▶ Exercise instructions:
Output every one of the rows below again, unchanged and in the same order.

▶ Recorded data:
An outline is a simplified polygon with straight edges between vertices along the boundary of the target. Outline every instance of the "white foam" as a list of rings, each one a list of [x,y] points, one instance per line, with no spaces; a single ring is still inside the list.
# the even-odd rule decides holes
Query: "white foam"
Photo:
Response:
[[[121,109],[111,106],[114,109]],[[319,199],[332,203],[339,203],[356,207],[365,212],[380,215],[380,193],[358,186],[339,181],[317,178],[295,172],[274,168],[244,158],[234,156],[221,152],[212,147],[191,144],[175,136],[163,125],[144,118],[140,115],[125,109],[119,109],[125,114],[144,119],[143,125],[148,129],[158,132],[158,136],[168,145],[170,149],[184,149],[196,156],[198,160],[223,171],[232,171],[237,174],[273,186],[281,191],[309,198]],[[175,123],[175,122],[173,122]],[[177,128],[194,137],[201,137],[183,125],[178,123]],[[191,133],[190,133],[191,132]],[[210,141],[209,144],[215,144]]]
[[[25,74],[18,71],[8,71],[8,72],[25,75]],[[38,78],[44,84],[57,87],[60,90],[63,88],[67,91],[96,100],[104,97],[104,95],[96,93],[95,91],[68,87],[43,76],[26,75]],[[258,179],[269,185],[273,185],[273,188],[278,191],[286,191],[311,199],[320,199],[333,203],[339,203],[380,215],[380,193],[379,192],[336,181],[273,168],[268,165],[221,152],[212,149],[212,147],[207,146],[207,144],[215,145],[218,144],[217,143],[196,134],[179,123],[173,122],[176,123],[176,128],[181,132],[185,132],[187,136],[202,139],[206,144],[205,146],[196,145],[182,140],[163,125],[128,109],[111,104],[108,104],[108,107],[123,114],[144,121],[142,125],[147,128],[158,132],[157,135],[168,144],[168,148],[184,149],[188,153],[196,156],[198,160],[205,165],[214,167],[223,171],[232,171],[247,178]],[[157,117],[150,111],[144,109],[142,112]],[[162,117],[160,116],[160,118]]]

▶ Solution to the exercise:
An outline is a simplified polygon with straight edges between vertices along the boundary of the target. Outline every instance of the "white foam" as a list of rings, each one a list of [x,y] points, one instance per line, with no spaces; a single ring is still inside the list.
# the even-odd rule decides holes
Query: "white foam"
Photo:
Response:
[[[121,109],[111,106],[114,109]],[[319,199],[332,203],[339,203],[356,207],[365,212],[380,215],[380,193],[358,186],[339,181],[317,178],[295,172],[274,168],[244,158],[234,156],[221,152],[212,147],[191,144],[175,136],[163,125],[144,118],[140,115],[125,109],[119,109],[125,114],[144,119],[143,125],[148,129],[158,132],[158,136],[168,145],[170,149],[184,149],[196,156],[198,160],[223,171],[232,171],[237,174],[273,186],[281,191],[309,198]],[[175,123],[175,122],[173,122]],[[177,128],[194,137],[201,137],[183,125],[178,123]],[[191,133],[190,133],[191,132]],[[210,141],[209,144],[215,144]]]
[[[25,74],[18,71],[8,71],[8,72],[25,75]],[[38,78],[44,84],[57,87],[60,90],[63,88],[67,91],[96,100],[104,97],[104,95],[96,93],[95,91],[68,87],[43,76],[26,75]],[[258,179],[269,185],[273,185],[273,188],[278,191],[286,191],[311,199],[320,199],[333,203],[339,203],[380,215],[380,193],[379,192],[336,181],[273,168],[268,165],[221,152],[212,149],[212,147],[207,146],[207,144],[215,145],[218,144],[217,143],[196,134],[179,123],[173,122],[176,123],[176,128],[181,132],[185,132],[187,136],[202,139],[206,144],[205,146],[196,145],[182,140],[163,125],[128,109],[111,104],[108,104],[108,107],[123,114],[144,121],[142,125],[147,128],[158,132],[157,135],[168,144],[168,148],[184,149],[188,153],[196,156],[198,160],[205,165],[214,167],[223,171],[232,171],[247,178]],[[157,117],[150,111],[144,109],[142,112]],[[162,117],[160,116],[160,118]]]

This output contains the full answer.